Start of Block
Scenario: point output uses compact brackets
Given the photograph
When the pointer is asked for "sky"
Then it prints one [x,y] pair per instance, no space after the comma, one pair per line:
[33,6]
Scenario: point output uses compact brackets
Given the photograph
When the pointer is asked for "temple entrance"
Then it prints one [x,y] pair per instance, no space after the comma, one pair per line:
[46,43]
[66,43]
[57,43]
End of Block
Start of Block
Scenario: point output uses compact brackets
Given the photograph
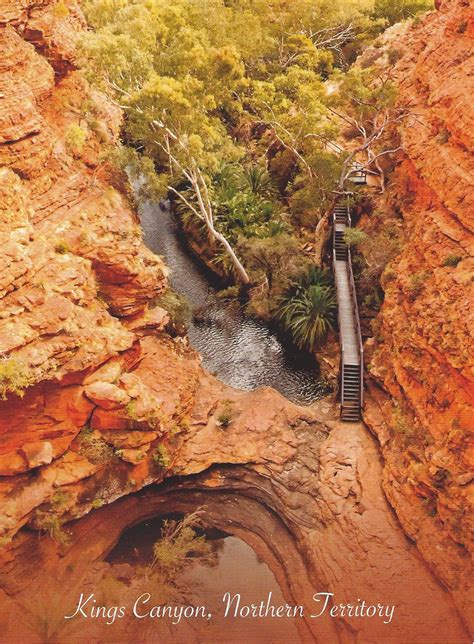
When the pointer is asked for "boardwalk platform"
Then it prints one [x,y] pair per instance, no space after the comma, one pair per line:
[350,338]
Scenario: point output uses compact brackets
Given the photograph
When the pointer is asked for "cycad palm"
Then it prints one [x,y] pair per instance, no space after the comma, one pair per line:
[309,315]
End of Block
Your answer should be a single number: the count of lines in the records that contain "pointer".

Output for this task =>
4